Zirwas, who is associate professor at Ohio University Heritage College of Medicine in Athens, Ohio, covered the new research on itch and practical recommendations for translating that to patient care. Here are his tips for addressing the unique characteristics of widespread itch that does not present with an obvious rash.

Diagnosis Tips

ZIrwas noted there is “no identifiable cause in the vast majority of [these] cases.” When there is, “It is usually a diagnosis that predated the start of the itch. It is in the medical history, not something you’re going to diagnose because of the itch.”

For cases with itch that “is all over, all the time,” he advised first “considering and usually ordering” these tests: complete blood count, comprehensive medical panel, thyroid stimulating hormone (TSH), hemoglobin, and a1C. “If merited by the individual case, I would consider, but rarely order, hepatitis B and C, HIV, TSH, and a chest X-ray.”

However, in some patients with persistent, widespread itch, it may be necessary to weigh whether to test for cancer, he added. “The only over-represented [types] are bile duct malignancy and hematologic malignancy,” he said. “If you suspect that, order age-appropriate malignancy screens, do a lymph node exam, conduct a complete review of symptoms, and work up any abnormals aggressively.” However, he cautioned, “Don’t go fishing if the review of systems is normal.”

Treatment Strategies

Overall, Zirwas rated butorphanol as “the single most effective treatment for itch.” He noted that studies showed it works in 80% of patients—usually within minutes and lasts 6 hours.

“Theoretically, it does have abuse/dependency possibilities, but that seems much lower than opioids due to its unique mechanism of action and short half-life,” he said.

For generalized itch, Zirwas said it is “reasonable” to give patients a 3-week steroid taper to show improvement. “If they do, find the minimum dose to relieve itch and use it chronically,” he said. A prednisone equivalent of 10mg should be prescribed every other day or less, he noted.

Although he has both male and female patients who have responded to this dosing regimen for prednisone without major side effects, it is not the right choice for every patient. “If prednisone works but the necessary dose is too high, something like methotrexate is worth a trial.” The starting point could be 5 to 10mg weekly which, said Zirwas, “increases the activity of regulatory T-cells so it isn’t suppressing the immune system, it’s balancing it.”

Dexamethasone is another option. “I’ve found that 0.75 or 0.5mg can be used 10 days on and 4 days off. The .75 mg dose equals the efficacy of 25 mg of prednisone with the side effects of 5 mg,” Zirwas said.

> **DATA LISTING**

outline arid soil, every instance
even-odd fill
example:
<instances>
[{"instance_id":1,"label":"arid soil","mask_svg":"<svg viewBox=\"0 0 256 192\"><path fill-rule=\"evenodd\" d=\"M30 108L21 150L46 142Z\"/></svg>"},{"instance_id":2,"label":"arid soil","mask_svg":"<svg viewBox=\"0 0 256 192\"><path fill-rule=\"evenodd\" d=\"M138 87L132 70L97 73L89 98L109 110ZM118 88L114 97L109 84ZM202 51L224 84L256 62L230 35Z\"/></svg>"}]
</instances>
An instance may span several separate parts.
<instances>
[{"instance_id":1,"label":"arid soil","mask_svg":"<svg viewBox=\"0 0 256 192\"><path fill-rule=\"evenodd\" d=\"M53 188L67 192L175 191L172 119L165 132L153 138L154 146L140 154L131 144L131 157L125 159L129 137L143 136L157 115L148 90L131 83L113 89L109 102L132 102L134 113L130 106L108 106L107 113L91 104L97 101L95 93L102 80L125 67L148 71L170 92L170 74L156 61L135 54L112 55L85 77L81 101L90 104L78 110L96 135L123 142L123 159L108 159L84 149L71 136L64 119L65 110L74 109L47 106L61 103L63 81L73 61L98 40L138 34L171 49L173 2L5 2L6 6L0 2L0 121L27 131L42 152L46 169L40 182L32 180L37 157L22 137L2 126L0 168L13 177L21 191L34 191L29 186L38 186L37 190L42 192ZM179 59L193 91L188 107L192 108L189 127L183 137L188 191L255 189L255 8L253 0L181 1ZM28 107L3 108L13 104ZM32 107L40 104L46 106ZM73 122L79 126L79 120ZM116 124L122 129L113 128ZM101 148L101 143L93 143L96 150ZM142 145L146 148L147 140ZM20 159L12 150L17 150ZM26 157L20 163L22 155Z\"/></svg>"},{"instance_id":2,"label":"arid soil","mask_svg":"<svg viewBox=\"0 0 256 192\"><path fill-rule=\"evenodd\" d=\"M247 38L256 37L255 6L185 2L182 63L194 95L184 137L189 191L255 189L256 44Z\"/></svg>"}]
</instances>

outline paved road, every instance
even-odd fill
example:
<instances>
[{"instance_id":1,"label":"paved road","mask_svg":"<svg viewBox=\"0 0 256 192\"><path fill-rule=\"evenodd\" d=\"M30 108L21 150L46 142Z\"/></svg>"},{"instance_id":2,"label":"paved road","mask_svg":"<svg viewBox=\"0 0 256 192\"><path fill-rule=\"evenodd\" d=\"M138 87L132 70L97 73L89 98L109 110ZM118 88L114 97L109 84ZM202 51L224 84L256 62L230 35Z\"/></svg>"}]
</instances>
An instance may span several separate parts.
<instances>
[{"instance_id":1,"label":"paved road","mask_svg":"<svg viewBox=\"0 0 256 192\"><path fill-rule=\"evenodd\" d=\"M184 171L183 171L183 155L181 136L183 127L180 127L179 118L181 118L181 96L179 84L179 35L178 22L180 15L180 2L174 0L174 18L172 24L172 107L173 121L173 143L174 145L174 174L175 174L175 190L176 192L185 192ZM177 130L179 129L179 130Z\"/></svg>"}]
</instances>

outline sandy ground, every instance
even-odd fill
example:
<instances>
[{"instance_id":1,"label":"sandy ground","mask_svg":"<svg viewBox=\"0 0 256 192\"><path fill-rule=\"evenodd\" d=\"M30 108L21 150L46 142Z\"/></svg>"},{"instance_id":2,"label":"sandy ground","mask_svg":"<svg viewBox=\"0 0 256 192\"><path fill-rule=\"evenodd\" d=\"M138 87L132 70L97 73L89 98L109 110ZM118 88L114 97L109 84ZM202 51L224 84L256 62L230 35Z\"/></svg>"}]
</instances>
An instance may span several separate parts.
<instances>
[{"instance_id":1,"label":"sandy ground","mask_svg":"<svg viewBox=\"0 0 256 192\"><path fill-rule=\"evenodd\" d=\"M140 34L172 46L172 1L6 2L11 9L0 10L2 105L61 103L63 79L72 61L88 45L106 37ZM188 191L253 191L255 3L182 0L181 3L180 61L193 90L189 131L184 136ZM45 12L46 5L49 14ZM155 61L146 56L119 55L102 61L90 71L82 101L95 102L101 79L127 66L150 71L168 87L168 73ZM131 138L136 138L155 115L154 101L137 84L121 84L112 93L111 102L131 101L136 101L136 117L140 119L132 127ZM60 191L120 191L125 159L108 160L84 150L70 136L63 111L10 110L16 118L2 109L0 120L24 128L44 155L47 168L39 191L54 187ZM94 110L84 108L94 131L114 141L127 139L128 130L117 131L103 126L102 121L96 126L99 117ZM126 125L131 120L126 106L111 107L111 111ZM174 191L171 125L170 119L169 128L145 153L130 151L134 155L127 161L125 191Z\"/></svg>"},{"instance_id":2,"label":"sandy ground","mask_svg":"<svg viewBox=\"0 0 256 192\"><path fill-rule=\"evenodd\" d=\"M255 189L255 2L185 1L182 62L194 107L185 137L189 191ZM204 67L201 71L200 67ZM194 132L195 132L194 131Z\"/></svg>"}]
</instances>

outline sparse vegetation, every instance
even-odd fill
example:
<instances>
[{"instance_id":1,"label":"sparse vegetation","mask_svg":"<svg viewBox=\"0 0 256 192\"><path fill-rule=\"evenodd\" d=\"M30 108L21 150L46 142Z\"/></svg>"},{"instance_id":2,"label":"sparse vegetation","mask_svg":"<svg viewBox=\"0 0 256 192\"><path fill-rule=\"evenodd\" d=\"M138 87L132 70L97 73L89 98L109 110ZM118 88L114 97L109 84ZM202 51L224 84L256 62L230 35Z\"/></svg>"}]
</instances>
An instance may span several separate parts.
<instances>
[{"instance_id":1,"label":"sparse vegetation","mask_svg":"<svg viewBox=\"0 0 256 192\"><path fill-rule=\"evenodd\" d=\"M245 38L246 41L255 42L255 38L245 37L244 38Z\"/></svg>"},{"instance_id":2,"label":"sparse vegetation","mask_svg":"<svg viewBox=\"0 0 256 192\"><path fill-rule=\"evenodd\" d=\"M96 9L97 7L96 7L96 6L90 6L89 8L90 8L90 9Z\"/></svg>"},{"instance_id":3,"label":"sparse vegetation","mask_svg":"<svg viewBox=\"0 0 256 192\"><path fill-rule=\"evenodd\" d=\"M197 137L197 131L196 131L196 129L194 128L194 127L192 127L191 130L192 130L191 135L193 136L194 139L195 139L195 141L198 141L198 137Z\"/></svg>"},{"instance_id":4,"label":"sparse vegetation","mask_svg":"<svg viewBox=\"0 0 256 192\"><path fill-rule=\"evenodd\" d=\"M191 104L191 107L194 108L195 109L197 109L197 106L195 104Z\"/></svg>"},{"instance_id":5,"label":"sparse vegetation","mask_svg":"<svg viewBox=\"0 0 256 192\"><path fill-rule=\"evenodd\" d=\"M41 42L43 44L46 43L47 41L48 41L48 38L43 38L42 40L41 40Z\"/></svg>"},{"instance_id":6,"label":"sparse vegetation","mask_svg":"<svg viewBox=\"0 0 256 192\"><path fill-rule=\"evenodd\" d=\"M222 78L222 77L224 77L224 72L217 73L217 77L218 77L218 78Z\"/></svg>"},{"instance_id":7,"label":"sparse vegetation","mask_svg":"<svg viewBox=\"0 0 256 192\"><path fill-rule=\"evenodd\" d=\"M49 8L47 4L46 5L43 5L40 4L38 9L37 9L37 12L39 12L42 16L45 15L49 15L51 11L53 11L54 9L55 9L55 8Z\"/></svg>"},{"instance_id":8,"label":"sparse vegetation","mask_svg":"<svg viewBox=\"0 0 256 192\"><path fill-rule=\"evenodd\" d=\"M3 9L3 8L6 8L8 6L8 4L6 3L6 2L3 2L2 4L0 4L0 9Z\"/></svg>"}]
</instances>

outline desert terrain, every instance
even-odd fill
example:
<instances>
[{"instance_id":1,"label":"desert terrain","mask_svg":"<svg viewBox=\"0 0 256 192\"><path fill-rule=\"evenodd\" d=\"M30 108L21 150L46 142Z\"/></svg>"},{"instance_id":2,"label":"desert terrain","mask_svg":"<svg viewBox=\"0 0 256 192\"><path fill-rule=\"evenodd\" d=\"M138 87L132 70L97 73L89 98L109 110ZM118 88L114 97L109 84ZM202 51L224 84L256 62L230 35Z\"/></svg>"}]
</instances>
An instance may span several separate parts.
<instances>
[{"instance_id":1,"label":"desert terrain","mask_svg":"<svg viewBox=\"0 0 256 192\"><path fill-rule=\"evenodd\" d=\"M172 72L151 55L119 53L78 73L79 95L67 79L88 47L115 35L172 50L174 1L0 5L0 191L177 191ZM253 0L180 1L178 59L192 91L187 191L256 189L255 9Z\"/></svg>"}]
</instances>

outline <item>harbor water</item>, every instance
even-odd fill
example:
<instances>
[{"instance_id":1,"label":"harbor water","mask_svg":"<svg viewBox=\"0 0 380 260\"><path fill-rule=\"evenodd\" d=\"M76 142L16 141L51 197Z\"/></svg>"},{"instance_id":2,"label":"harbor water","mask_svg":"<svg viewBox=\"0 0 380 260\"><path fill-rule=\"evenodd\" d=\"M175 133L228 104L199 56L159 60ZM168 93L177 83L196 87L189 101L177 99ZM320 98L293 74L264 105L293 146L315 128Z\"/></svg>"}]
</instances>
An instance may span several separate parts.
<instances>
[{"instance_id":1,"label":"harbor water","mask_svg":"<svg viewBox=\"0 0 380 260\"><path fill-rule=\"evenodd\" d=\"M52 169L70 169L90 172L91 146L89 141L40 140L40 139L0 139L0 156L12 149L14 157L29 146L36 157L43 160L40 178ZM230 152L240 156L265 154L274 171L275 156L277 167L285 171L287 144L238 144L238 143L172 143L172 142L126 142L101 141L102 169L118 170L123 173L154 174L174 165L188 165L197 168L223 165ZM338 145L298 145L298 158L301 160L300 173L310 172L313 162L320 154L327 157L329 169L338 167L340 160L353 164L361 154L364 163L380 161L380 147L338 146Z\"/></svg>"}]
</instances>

> **TASKS TO CARRY OUT**
1: From the text on widespread itch, reproduce everything from "Treatment Strategies" down to "lasts 6 hours.", word for word.
2: In the text on widespread itch, which two types of malignancy does Zirwas call over-represented?

> **REPLIES**
1:
Treatment Strategies

Overall, Zirwas rated butorphanol as “the single most effective treatment for itch.” He noted that studies showed it works in 80% of patients—usually within minutes and lasts 6 hours.

2: Bile duct malignancy and hematologic malignancy.